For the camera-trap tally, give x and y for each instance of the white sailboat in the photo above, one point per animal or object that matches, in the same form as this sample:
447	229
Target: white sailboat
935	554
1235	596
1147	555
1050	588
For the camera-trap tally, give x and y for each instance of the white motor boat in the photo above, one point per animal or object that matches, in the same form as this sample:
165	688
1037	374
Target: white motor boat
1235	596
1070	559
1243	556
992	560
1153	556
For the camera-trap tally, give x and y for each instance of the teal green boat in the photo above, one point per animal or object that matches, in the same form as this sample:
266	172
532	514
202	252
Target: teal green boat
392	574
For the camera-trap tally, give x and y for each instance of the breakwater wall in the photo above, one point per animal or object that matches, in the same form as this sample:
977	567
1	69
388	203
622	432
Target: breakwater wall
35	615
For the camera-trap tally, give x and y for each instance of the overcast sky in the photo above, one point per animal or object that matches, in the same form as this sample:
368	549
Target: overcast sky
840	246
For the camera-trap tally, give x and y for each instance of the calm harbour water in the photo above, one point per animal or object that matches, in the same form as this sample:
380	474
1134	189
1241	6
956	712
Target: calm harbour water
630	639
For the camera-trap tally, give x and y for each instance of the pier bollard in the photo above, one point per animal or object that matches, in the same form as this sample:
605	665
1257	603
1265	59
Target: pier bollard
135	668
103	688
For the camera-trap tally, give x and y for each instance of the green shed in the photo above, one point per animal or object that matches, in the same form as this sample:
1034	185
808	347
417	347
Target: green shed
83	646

============

Task description =>
Give the listing again in full, with every line intact.

Finished task =>
For the camera-trap tally, give x and y for each instance of the white sailboat in the photo above, one point per animal or object that matches, in the same form as this sample:
447	229
Target: white sailboat
935	554
1235	596
1147	555
1050	588
For the camera-trap tally, give x and y for each instance of the white motor boat in the photo above, one point per animal or object that matches, in the same form as this sample:
165	688
1037	374
Target: white motor boat
1235	596
1070	559
1243	556
992	560
1153	556
For the camera-trap tally, give x and y for each instance of the teal green boat in the photo above, one point per animal or object that matches, in the same form as this sample:
266	172
532	514
202	252
Target: teal green boat
392	574
For the camera-trap tally, give x and y for each instance of the breakwater wall in the photo above, one point per animal or object that matches, in the same form as this sample:
977	567
1	69
388	203
622	432
Target: breakwater wall
35	615
For the camera-trap tally, give x and y for each instance of the overcast sky in the photo above, one point per animal or object that matches, in the same form as this sample:
368	549
Target: overcast sky
840	246
For the camera-trap tally, give x and y for each instance of the calm harbour water in the photo above, one point per animal or object that matches, in the same form as this sample:
380	474
1134	189
1241	6
956	712
Target: calm harbour water
630	639
For the camera-trap tally, give x and y for each instance of the pier bollard in the photo above, one point per animal or object that matches, in the same form as this sample:
605	665
1257	603
1265	59
Target: pier bollard
135	668
103	688
For the camera-trap tally, give x and y for each instance of the green shed in the photo above, one point per animal or object that matches, in the same form as this sample:
1034	185
808	347
417	347
Target: green shed
83	646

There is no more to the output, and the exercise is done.